:: Text to read
Happy Anniversary Alice

Yes, when I was a little girl, I read “Alice in Wonderland”!  And I have loved her ever since. There have been untold printings of this whimsical, nonsensical book … and, of course, numerous movies, tv specials, plays, even comic books; but I had no idea how popular she really was until I started selling tea-related “Alice in Wonderland” items.  It was almost impossible to keep them in stock. One evening a desperate father called and asked me if I could possibly ship overnight 12 cups and saucers for his little girl’s Alice in Wonderland themed tea party the next day.  From teapots to mugs, jewelry, figurines, books, you name it, Alice fans were and are passionate collectors.

This year marks the 150th anniversary of Alice’s Adventures in Wonderland.  Written in 1865 by Charles L. Dodgson under the pen name, Lewis Carroll, this charming, fairy tale-like story follows a little girl by the name of Alice as she falls through a rabbit hole into a world of fantasy and illusion, populated by the most fascinating characters.

Alice Liddell dressed as a beggar. Photographed by Lewis Carroll (1858).

Alice Liddell dressed as a beggar. Photographed by Lewis Carroll (1858).

Legend says that in 1862 on a boating trip with the Liddell family for an afternoon’s outing, 10-year old Alice Liddell asked Charles Dodgson (aka Lewis Carroll) to entertain her and her sisters with a story.  Dodgson (32, was already a published author, poet, illustrator and photographer), created a fantasy tale of a little girl named Alice, and the adventures that followed after she fell down a rabbit hole.  The origin of how the Liddell family befriended Dodgson are a little sketchy.  One report says Dodgson had become friends of the Liddell family while photographing the Christ Church Cathedral in Oxford where Alice’s father, Henry, was the Rector.  Another says Liddell’s father was the Dean of Christ Church College in Oxford, where Carroll was a math student or professor.

However they met, Dodgson was a family friend and had told many tales to Alice and her sisters, but this time he actually made Alice the main character.  Alice was so delighted by this nonsensical world of rabbits in waistcoats and playing card gardeners, she pleaded with Dodgson (aka Carroll) to write the story down for her.  It took Carroll months as he carefully penned the story, illustrating it with his own pen and ink drawings.  Although the story is said to be for Alice, with her short cropped dark hair, it appears that Carroll used Alice’s sister, Edith, as the model for these illustrations.

Dodgson was an exceptionally gifted and talented man.  Some might say he was also cursed with demons.  He won many awards as a mathematician and scholar.  Under the name, Lewis Carroll, he was a published author of short stories and poems.  In addition to his writing and illustrations, he was a very respected and influential photographer,  but gave up photography entirely in 1880 for some unknown reason.  The success of Alice’s Adventures in Wonderland made him known around the world.
::::
:: Provided material
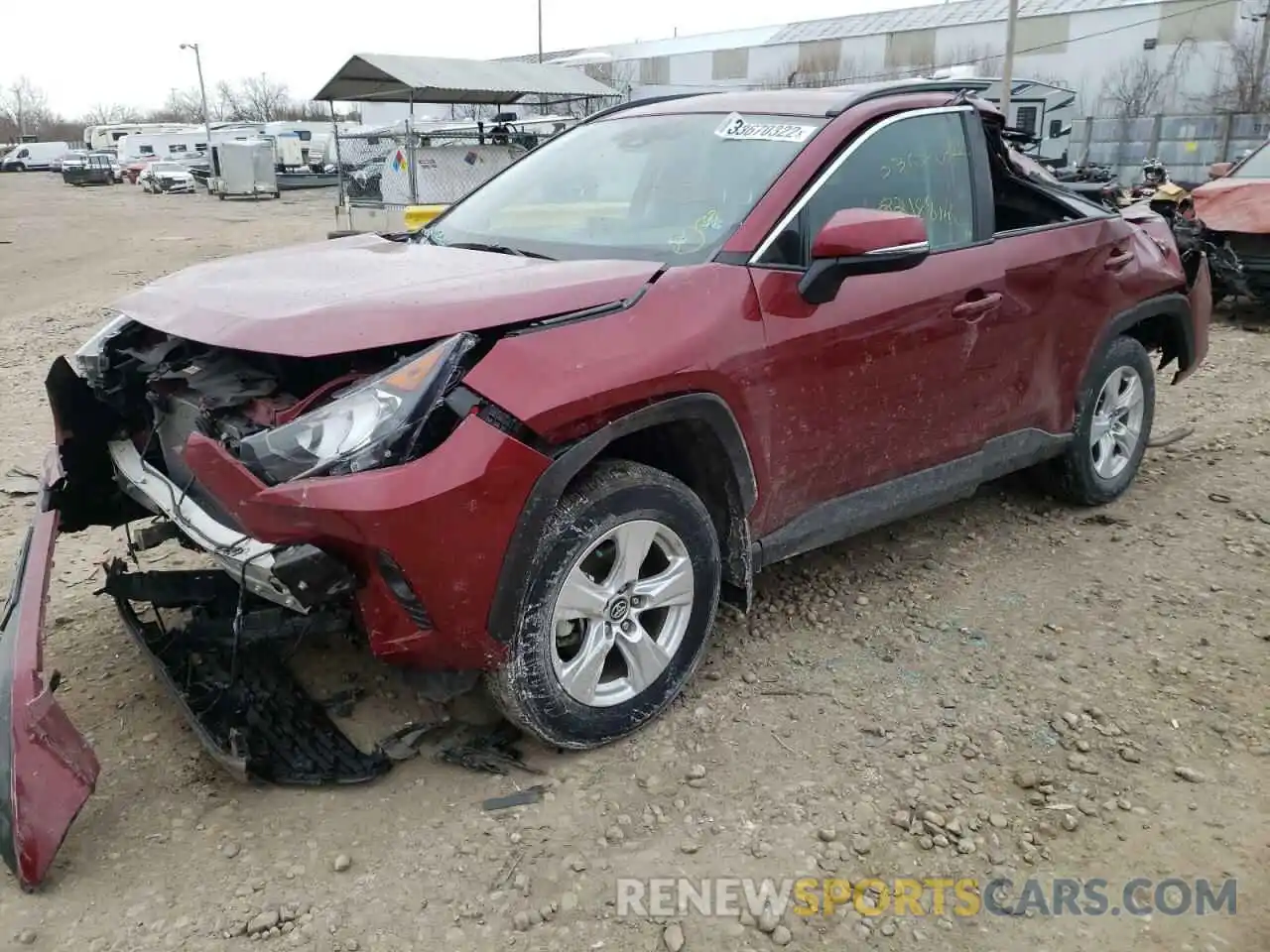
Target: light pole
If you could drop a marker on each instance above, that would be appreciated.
::::
:: Provided material
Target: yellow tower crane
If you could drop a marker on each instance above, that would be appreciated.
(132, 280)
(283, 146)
::::
• Written request:
Print the passage of the Alice anniversary text above from "Happy Anniversary Alice" to "are passionate collectors.", word for word.

• Task response:
Happy Anniversary Alice

Yes, when I was a little girl, I read “Alice in Wonderland”!  And I have loved her ever since. There have been untold printings of this whimsical, nonsensical book … and, of course, numerous movies, tv specials, plays, even comic books; but I had no idea how popular she really was until I started selling tea-related “Alice in Wonderland” items.  It was almost impossible to keep them in stock. One evening a desperate father called and asked me if I could possibly ship overnight 12 cups and saucers for his little girl’s Alice in Wonderland themed tea party the next day.  From teapots to mugs, jewelry, figurines, books, you name it, Alice fans were and are passionate collectors.